Stored items from a collection:
== Segment start ==

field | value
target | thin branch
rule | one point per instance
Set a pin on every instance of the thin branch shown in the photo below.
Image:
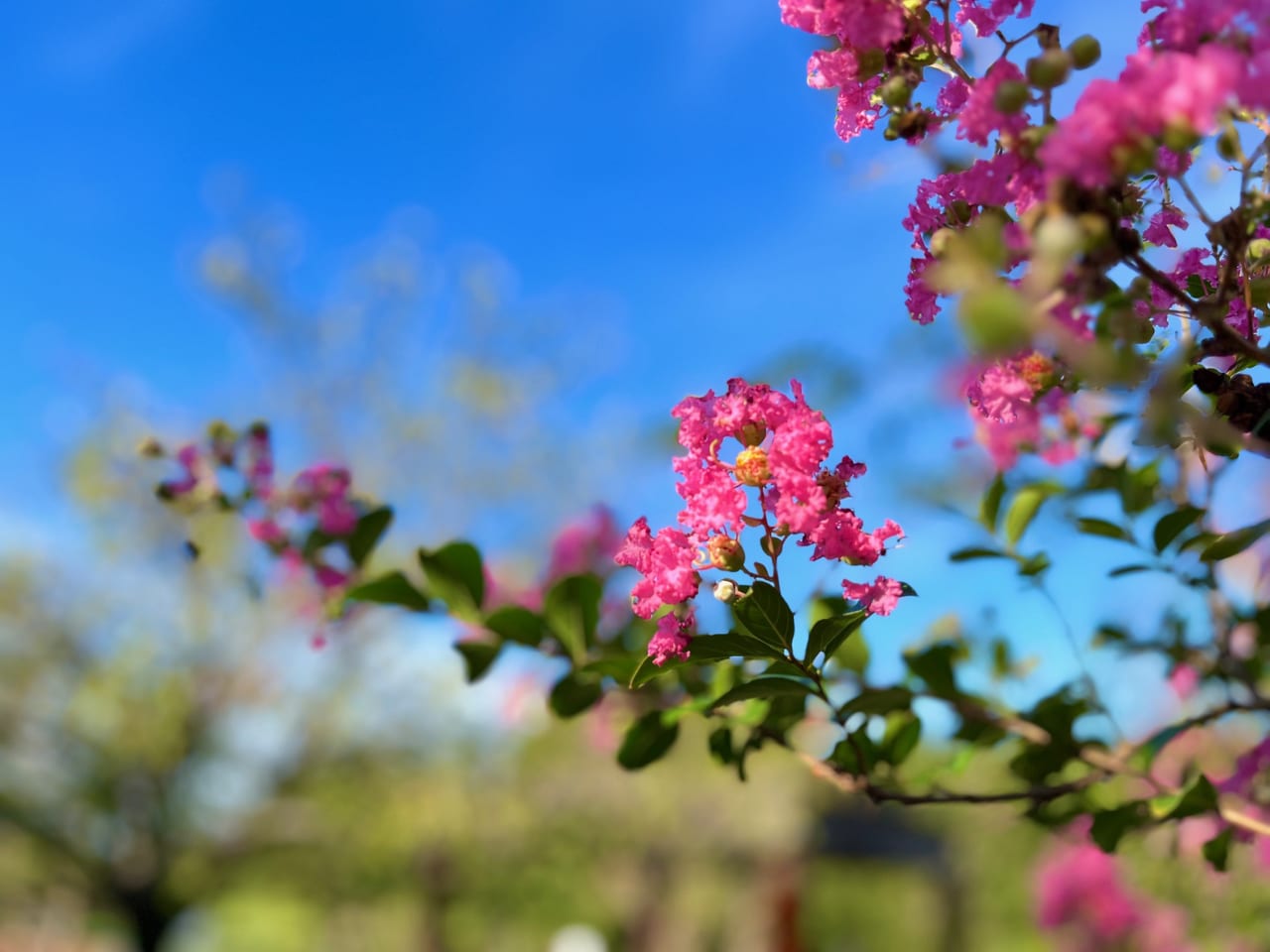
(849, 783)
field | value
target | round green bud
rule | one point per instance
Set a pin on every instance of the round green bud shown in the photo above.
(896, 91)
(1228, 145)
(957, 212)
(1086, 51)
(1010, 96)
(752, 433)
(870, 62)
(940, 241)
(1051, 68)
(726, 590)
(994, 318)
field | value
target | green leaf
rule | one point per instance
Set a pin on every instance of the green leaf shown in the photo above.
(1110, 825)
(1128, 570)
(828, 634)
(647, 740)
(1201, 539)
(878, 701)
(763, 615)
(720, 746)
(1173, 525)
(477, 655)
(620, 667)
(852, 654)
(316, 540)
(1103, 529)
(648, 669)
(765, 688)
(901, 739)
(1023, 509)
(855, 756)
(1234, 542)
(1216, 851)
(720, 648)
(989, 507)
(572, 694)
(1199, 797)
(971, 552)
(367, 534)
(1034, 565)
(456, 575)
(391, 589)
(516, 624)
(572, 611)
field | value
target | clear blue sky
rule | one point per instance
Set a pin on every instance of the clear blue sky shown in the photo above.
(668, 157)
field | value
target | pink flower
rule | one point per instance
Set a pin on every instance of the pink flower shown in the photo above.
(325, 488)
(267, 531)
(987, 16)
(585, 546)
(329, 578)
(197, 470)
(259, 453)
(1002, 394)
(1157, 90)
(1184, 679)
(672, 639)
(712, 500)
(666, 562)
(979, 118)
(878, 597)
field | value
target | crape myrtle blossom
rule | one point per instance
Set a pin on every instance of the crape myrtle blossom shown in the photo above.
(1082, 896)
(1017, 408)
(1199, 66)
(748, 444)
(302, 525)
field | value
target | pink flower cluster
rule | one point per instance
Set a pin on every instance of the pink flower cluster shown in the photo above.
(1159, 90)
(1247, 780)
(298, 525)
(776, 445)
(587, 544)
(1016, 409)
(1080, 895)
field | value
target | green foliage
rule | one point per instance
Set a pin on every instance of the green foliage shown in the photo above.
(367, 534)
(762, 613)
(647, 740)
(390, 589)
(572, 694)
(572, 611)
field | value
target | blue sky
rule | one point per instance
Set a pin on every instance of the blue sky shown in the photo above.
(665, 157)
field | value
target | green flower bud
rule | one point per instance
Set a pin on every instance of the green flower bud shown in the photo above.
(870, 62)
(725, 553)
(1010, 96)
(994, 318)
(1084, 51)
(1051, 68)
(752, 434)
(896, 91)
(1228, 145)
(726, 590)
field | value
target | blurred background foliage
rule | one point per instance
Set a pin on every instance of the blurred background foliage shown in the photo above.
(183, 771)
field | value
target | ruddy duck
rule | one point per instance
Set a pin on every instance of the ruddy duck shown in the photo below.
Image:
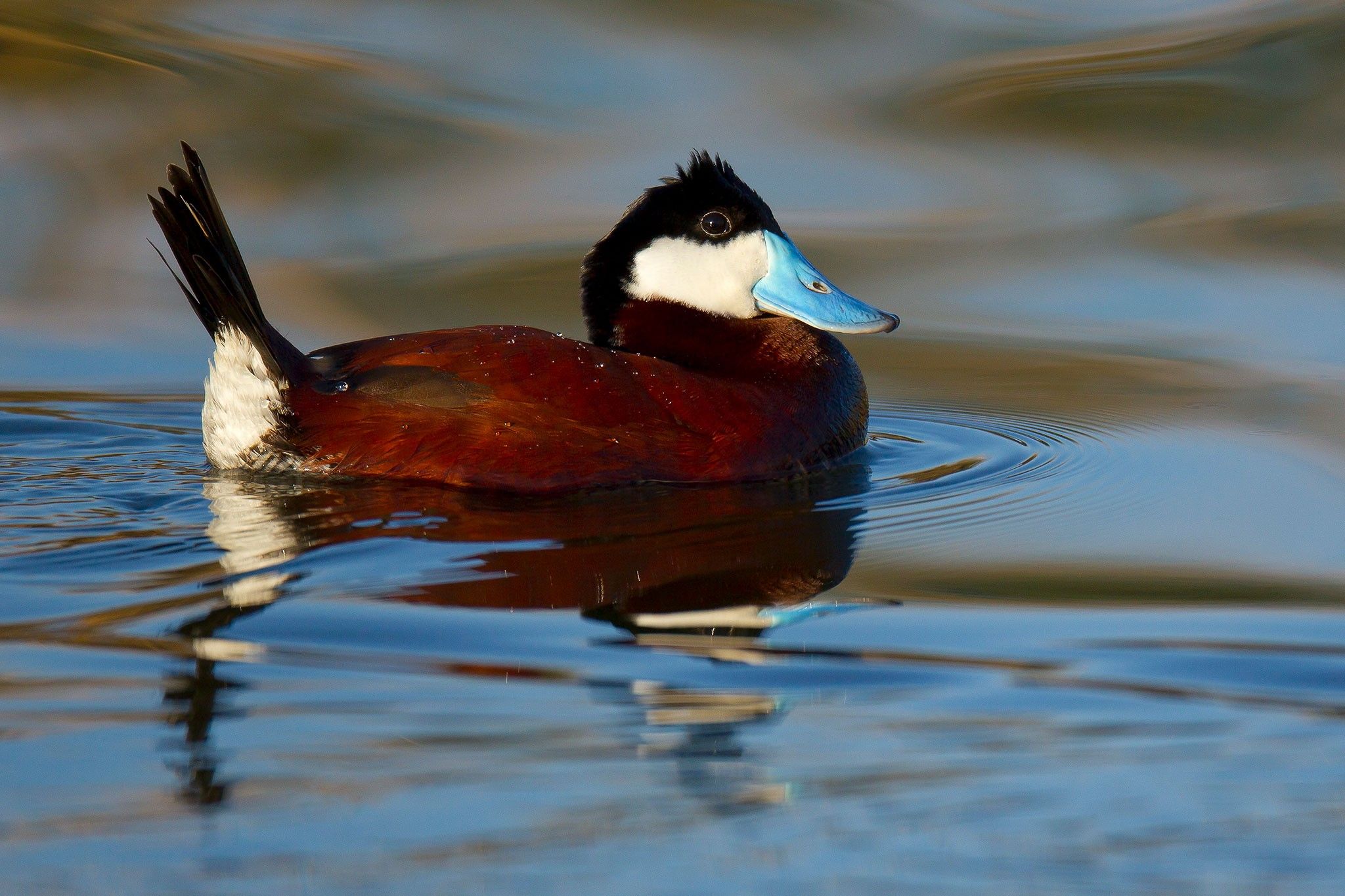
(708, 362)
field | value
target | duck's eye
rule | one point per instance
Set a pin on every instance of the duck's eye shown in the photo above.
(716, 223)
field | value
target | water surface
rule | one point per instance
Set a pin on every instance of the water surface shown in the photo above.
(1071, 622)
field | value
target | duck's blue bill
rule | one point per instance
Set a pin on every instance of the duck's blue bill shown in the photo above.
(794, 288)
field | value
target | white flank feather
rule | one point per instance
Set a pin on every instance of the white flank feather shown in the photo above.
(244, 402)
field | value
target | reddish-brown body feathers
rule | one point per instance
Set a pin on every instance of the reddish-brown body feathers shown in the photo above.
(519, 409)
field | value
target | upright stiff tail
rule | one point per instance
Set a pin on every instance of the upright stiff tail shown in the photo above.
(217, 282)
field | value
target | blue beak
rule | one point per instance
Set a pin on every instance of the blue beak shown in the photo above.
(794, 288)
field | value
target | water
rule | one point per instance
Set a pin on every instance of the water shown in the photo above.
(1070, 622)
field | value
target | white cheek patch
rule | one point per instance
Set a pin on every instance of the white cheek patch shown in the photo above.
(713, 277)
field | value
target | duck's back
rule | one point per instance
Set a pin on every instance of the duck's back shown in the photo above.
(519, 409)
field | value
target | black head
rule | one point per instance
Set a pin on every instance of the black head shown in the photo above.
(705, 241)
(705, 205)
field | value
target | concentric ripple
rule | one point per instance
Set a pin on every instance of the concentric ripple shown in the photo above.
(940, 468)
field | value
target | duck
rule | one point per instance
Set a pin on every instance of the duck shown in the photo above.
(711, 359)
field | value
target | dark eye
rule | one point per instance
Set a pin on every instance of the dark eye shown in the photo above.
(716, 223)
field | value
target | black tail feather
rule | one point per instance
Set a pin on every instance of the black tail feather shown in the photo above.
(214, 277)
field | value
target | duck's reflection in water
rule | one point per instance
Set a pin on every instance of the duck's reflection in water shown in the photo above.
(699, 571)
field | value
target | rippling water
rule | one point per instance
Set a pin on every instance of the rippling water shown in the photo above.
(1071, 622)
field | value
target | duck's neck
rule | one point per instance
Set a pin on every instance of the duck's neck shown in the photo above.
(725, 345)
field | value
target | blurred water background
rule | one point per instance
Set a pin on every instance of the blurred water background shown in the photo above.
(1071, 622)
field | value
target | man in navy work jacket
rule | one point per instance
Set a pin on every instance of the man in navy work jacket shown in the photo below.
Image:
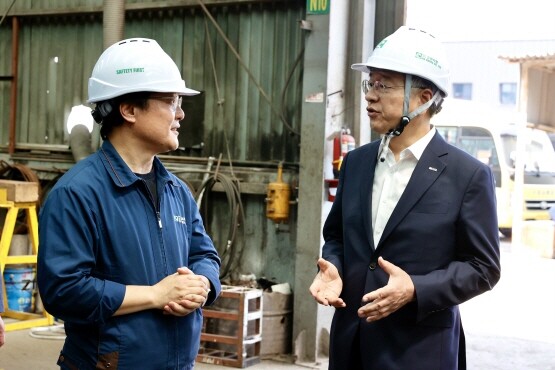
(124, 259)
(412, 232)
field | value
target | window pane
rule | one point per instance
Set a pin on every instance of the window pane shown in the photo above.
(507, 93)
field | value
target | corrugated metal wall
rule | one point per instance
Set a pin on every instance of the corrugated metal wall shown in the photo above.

== Segment end ==

Select every line of the records holding the string "ruddy".

● **THE ANSWER**:
target | ruddy duck
Set a pin on every instance of the ruddy duck shown in the photo below.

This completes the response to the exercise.